Work required
Without pictures, output exactly the lines running from the line containing "Return one point per instance of the woman's face, each" to the end of the listing below.
»»
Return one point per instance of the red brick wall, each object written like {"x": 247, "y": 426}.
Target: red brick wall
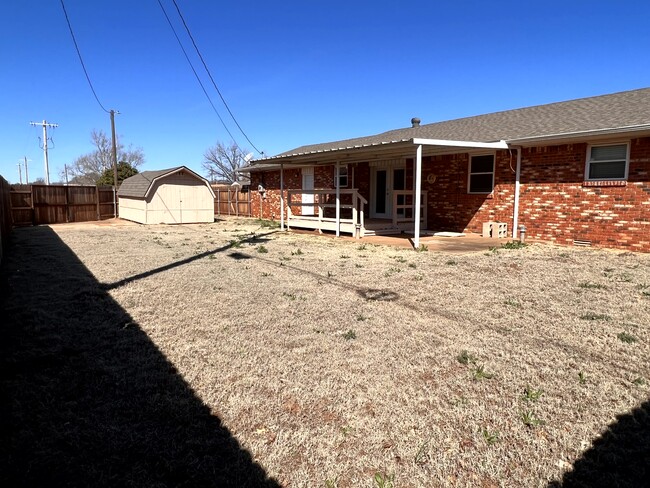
{"x": 555, "y": 203}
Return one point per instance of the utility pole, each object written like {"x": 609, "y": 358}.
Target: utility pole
{"x": 45, "y": 126}
{"x": 26, "y": 173}
{"x": 114, "y": 143}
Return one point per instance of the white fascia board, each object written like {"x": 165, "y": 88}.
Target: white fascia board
{"x": 472, "y": 144}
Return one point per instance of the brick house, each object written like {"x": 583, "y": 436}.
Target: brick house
{"x": 574, "y": 173}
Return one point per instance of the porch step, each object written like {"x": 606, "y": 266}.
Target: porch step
{"x": 381, "y": 232}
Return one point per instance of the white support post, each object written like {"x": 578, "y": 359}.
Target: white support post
{"x": 515, "y": 210}
{"x": 282, "y": 197}
{"x": 417, "y": 197}
{"x": 338, "y": 200}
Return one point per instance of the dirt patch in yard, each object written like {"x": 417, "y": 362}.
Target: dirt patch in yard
{"x": 320, "y": 362}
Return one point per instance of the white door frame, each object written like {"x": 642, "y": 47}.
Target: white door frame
{"x": 389, "y": 169}
{"x": 307, "y": 199}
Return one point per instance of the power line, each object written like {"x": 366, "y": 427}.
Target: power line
{"x": 210, "y": 75}
{"x": 195, "y": 73}
{"x": 74, "y": 40}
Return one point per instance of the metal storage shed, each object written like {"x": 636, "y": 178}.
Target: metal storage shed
{"x": 169, "y": 196}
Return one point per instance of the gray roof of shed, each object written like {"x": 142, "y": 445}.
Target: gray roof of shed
{"x": 138, "y": 185}
{"x": 627, "y": 109}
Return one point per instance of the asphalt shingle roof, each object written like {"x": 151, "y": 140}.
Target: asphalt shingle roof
{"x": 617, "y": 110}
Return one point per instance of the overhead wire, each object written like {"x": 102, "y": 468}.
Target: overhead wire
{"x": 74, "y": 40}
{"x": 198, "y": 52}
{"x": 195, "y": 73}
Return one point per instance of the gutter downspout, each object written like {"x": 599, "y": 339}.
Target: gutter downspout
{"x": 515, "y": 210}
{"x": 281, "y": 196}
{"x": 418, "y": 195}
{"x": 338, "y": 200}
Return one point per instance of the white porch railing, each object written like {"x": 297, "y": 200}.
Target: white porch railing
{"x": 352, "y": 214}
{"x": 403, "y": 212}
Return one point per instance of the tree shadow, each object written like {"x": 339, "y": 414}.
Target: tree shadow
{"x": 619, "y": 458}
{"x": 86, "y": 398}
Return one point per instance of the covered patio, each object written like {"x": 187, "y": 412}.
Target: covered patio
{"x": 346, "y": 210}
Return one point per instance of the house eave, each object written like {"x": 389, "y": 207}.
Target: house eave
{"x": 632, "y": 131}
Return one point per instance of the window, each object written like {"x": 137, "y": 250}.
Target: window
{"x": 343, "y": 176}
{"x": 481, "y": 174}
{"x": 607, "y": 162}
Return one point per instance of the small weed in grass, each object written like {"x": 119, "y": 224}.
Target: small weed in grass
{"x": 350, "y": 335}
{"x": 591, "y": 286}
{"x": 465, "y": 357}
{"x": 532, "y": 395}
{"x": 530, "y": 419}
{"x": 267, "y": 224}
{"x": 595, "y": 316}
{"x": 422, "y": 456}
{"x": 627, "y": 338}
{"x": 490, "y": 438}
{"x": 384, "y": 480}
{"x": 513, "y": 303}
{"x": 582, "y": 378}
{"x": 479, "y": 373}
{"x": 513, "y": 245}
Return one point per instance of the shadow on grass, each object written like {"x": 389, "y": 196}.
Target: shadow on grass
{"x": 86, "y": 398}
{"x": 253, "y": 239}
{"x": 619, "y": 458}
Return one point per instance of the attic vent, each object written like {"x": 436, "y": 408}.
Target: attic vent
{"x": 577, "y": 242}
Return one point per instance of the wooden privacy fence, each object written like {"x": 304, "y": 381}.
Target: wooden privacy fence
{"x": 229, "y": 200}
{"x": 5, "y": 214}
{"x": 53, "y": 204}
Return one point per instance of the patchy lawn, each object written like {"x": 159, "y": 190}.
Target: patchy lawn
{"x": 319, "y": 362}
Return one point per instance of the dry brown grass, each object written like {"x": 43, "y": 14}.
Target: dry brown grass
{"x": 336, "y": 360}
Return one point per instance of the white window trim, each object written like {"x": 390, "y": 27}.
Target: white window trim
{"x": 338, "y": 173}
{"x": 469, "y": 172}
{"x": 627, "y": 160}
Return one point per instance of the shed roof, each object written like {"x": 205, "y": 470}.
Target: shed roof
{"x": 137, "y": 186}
{"x": 629, "y": 110}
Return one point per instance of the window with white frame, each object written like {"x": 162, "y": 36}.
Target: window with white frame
{"x": 343, "y": 176}
{"x": 607, "y": 162}
{"x": 481, "y": 174}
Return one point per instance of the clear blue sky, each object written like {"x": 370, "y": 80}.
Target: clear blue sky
{"x": 297, "y": 72}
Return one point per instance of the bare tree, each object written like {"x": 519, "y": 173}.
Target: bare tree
{"x": 87, "y": 169}
{"x": 221, "y": 162}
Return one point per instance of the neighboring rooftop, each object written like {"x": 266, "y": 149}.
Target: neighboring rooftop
{"x": 627, "y": 109}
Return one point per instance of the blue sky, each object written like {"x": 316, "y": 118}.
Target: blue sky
{"x": 296, "y": 72}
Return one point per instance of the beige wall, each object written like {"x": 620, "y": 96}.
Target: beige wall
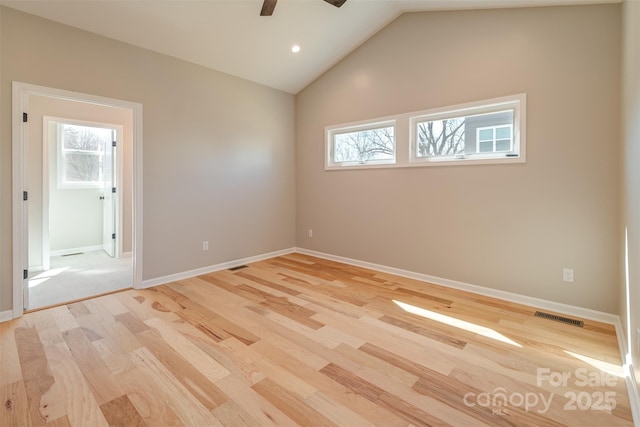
{"x": 509, "y": 227}
{"x": 218, "y": 150}
{"x": 631, "y": 174}
{"x": 85, "y": 229}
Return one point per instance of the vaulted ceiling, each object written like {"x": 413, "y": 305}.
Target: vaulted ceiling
{"x": 232, "y": 37}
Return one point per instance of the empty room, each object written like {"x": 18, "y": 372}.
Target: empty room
{"x": 320, "y": 212}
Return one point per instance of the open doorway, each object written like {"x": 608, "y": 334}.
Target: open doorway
{"x": 82, "y": 206}
{"x": 76, "y": 167}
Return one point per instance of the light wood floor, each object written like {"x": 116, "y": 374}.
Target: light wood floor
{"x": 297, "y": 340}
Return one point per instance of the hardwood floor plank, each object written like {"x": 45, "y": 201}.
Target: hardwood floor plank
{"x": 190, "y": 411}
{"x": 193, "y": 380}
{"x": 265, "y": 413}
{"x": 150, "y": 403}
{"x": 189, "y": 351}
{"x": 35, "y": 370}
{"x": 10, "y": 370}
{"x": 232, "y": 414}
{"x": 290, "y": 404}
{"x": 121, "y": 412}
{"x": 15, "y": 407}
{"x": 98, "y": 375}
{"x": 299, "y": 340}
{"x": 73, "y": 391}
{"x": 381, "y": 397}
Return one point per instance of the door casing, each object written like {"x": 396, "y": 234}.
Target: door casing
{"x": 20, "y": 105}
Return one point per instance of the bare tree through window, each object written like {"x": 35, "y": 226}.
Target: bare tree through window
{"x": 441, "y": 137}
{"x": 364, "y": 145}
{"x": 82, "y": 150}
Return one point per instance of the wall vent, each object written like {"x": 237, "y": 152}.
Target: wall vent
{"x": 566, "y": 320}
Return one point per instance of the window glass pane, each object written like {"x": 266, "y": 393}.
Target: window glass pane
{"x": 503, "y": 145}
{"x": 485, "y": 135}
{"x": 364, "y": 145}
{"x": 84, "y": 138}
{"x": 82, "y": 167}
{"x": 503, "y": 133}
{"x": 440, "y": 137}
{"x": 81, "y": 152}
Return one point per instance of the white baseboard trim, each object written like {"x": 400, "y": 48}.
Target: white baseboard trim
{"x": 629, "y": 374}
{"x": 585, "y": 313}
{"x": 6, "y": 315}
{"x": 70, "y": 251}
{"x": 212, "y": 268}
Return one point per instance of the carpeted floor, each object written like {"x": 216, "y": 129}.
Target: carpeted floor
{"x": 79, "y": 276}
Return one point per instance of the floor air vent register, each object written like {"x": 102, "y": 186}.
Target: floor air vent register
{"x": 566, "y": 320}
{"x": 240, "y": 267}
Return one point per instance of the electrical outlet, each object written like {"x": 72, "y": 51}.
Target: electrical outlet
{"x": 567, "y": 274}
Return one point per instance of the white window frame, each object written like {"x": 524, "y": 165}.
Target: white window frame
{"x": 495, "y": 140}
{"x": 517, "y": 103}
{"x": 332, "y": 131}
{"x": 405, "y": 135}
{"x": 61, "y": 164}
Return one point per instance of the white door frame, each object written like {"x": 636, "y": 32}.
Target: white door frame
{"x": 46, "y": 153}
{"x": 20, "y": 97}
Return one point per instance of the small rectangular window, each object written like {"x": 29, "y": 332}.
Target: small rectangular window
{"x": 80, "y": 155}
{"x": 361, "y": 145}
{"x": 479, "y": 132}
{"x": 489, "y": 131}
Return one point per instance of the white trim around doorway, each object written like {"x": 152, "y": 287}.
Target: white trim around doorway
{"x": 20, "y": 96}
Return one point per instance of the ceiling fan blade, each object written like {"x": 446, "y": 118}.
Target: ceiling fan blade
{"x": 336, "y": 3}
{"x": 267, "y": 7}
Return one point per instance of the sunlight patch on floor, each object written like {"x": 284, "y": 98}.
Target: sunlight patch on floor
{"x": 609, "y": 368}
{"x": 452, "y": 321}
{"x": 45, "y": 275}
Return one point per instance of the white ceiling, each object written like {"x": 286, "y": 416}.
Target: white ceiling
{"x": 230, "y": 36}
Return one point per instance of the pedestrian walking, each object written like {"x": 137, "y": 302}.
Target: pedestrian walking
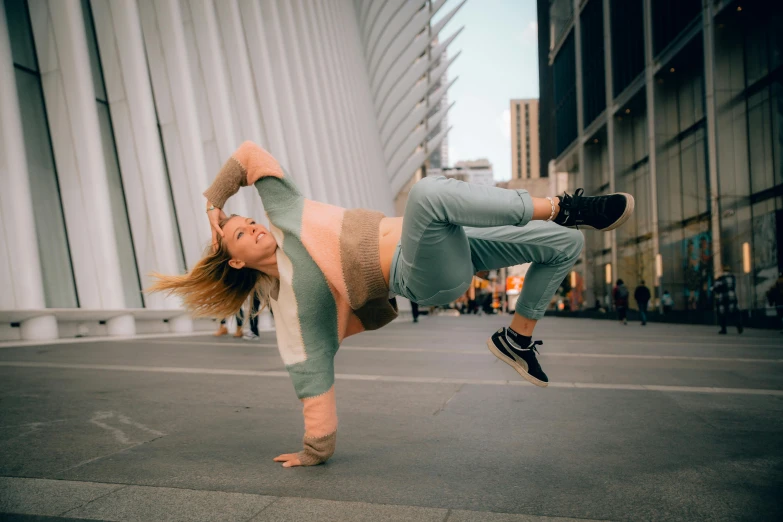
{"x": 328, "y": 272}
{"x": 725, "y": 290}
{"x": 642, "y": 297}
{"x": 667, "y": 301}
{"x": 620, "y": 295}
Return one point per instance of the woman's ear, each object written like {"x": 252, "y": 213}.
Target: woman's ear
{"x": 236, "y": 263}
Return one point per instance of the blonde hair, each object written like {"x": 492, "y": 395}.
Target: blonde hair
{"x": 215, "y": 289}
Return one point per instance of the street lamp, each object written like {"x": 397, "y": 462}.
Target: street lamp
{"x": 746, "y": 257}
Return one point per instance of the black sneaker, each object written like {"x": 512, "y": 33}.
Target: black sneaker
{"x": 597, "y": 212}
{"x": 523, "y": 361}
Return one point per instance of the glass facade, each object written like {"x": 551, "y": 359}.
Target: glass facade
{"x": 627, "y": 29}
{"x": 695, "y": 217}
{"x": 749, "y": 110}
{"x": 564, "y": 74}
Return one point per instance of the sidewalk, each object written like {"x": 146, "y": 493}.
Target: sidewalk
{"x": 665, "y": 422}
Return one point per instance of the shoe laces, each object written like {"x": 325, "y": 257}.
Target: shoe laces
{"x": 582, "y": 205}
{"x": 533, "y": 346}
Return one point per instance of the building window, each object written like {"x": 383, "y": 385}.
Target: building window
{"x": 593, "y": 73}
{"x": 52, "y": 235}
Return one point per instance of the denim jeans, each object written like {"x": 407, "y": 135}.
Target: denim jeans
{"x": 452, "y": 229}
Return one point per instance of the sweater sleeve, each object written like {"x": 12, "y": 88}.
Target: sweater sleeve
{"x": 253, "y": 165}
{"x": 320, "y": 417}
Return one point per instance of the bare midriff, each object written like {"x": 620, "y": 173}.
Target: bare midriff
{"x": 390, "y": 233}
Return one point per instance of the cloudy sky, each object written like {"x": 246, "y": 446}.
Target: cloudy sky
{"x": 499, "y": 62}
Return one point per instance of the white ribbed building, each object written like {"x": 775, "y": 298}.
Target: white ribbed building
{"x": 116, "y": 114}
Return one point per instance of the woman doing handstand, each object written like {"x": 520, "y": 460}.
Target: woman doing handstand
{"x": 328, "y": 272}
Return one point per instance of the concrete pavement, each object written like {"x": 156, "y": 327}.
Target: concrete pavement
{"x": 663, "y": 422}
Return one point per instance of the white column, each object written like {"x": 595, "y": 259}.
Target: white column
{"x": 221, "y": 137}
{"x": 337, "y": 134}
{"x": 241, "y": 84}
{"x": 348, "y": 85}
{"x": 376, "y": 175}
{"x": 322, "y": 100}
{"x": 266, "y": 88}
{"x": 76, "y": 138}
{"x": 353, "y": 82}
{"x": 327, "y": 40}
{"x": 308, "y": 93}
{"x": 20, "y": 265}
{"x": 139, "y": 151}
{"x": 164, "y": 42}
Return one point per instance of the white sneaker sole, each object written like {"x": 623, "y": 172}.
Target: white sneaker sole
{"x": 518, "y": 367}
{"x": 623, "y": 218}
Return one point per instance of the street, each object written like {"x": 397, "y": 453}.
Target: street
{"x": 663, "y": 422}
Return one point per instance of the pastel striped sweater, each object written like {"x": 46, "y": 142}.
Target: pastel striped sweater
{"x": 331, "y": 283}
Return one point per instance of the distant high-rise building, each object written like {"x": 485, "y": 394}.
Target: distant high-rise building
{"x": 472, "y": 171}
{"x": 524, "y": 139}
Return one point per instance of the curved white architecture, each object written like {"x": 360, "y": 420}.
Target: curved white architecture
{"x": 115, "y": 116}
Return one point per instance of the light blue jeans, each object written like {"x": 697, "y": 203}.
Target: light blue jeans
{"x": 452, "y": 229}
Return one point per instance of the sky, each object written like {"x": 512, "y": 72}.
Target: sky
{"x": 498, "y": 63}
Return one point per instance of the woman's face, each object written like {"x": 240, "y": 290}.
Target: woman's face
{"x": 249, "y": 243}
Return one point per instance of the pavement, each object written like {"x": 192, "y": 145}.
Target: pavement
{"x": 663, "y": 422}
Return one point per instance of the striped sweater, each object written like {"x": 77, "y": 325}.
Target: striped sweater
{"x": 331, "y": 283}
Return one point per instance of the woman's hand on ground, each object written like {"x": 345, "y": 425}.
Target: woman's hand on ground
{"x": 289, "y": 460}
{"x": 216, "y": 215}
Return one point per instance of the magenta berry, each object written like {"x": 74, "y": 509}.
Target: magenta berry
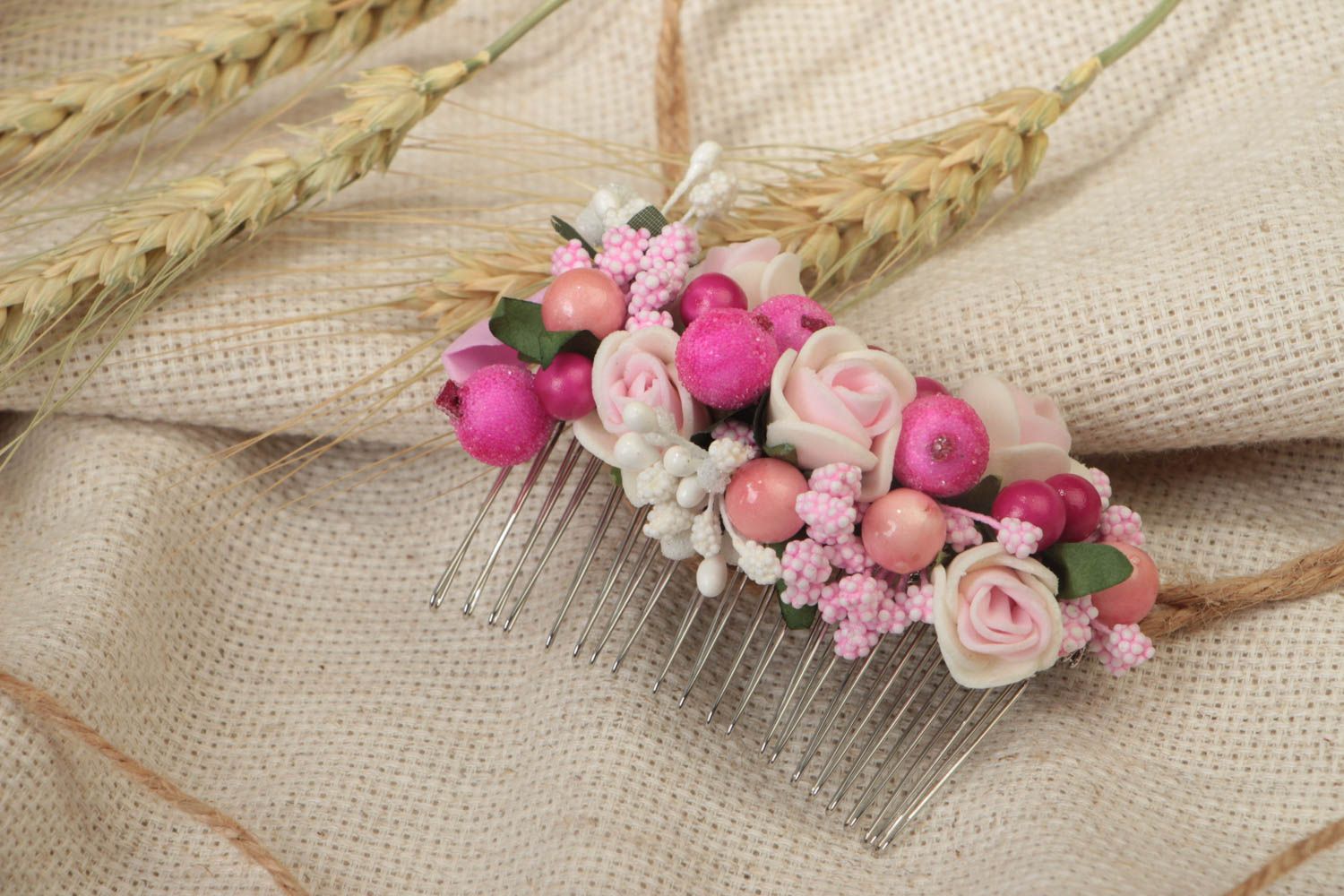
{"x": 1082, "y": 505}
{"x": 711, "y": 290}
{"x": 795, "y": 319}
{"x": 726, "y": 358}
{"x": 943, "y": 447}
{"x": 1035, "y": 503}
{"x": 566, "y": 386}
{"x": 929, "y": 386}
{"x": 497, "y": 417}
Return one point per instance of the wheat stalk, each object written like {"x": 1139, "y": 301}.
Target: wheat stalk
{"x": 206, "y": 64}
{"x": 136, "y": 252}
««
Response for this exercise
Return one point per instance of the woman's face, each object written like {"x": 240, "y": 290}.
Target: woman's face
{"x": 249, "y": 243}
Return one point per instance of the pavement, each object written like {"x": 192, "y": 145}.
Target: pavement
{"x": 663, "y": 422}
Return one point per instance of the striped sweater, each object written like {"x": 77, "y": 325}.
Target: striped sweater
{"x": 331, "y": 283}
Return one point per instance of the woman's hand on ground, each object written like {"x": 345, "y": 425}.
Target: woman's hand on ground
{"x": 289, "y": 460}
{"x": 216, "y": 215}
Return one point per instance of the magenta berry, each object written like {"x": 74, "y": 509}.
Target: magenta berry
{"x": 1082, "y": 505}
{"x": 711, "y": 290}
{"x": 795, "y": 319}
{"x": 726, "y": 358}
{"x": 943, "y": 447}
{"x": 1035, "y": 503}
{"x": 566, "y": 386}
{"x": 929, "y": 386}
{"x": 497, "y": 417}
Return one point per instance of the wheat stalk, each object written like {"x": 1139, "y": 301}.
Target: wheat stalk
{"x": 206, "y": 64}
{"x": 136, "y": 252}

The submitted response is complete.